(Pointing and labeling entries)
>>>>>
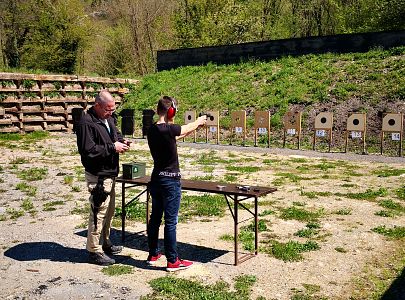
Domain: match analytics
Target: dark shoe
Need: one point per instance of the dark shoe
(113, 249)
(179, 264)
(100, 259)
(153, 259)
<<<<<
Repeat the data in full and exactly. Omit pictures.

▶ **WRITTEN RESPONSE**:
Domain: match analytics
Target: dark shoe
Need: one point per instance of the dark shoe
(113, 249)
(179, 264)
(100, 259)
(153, 259)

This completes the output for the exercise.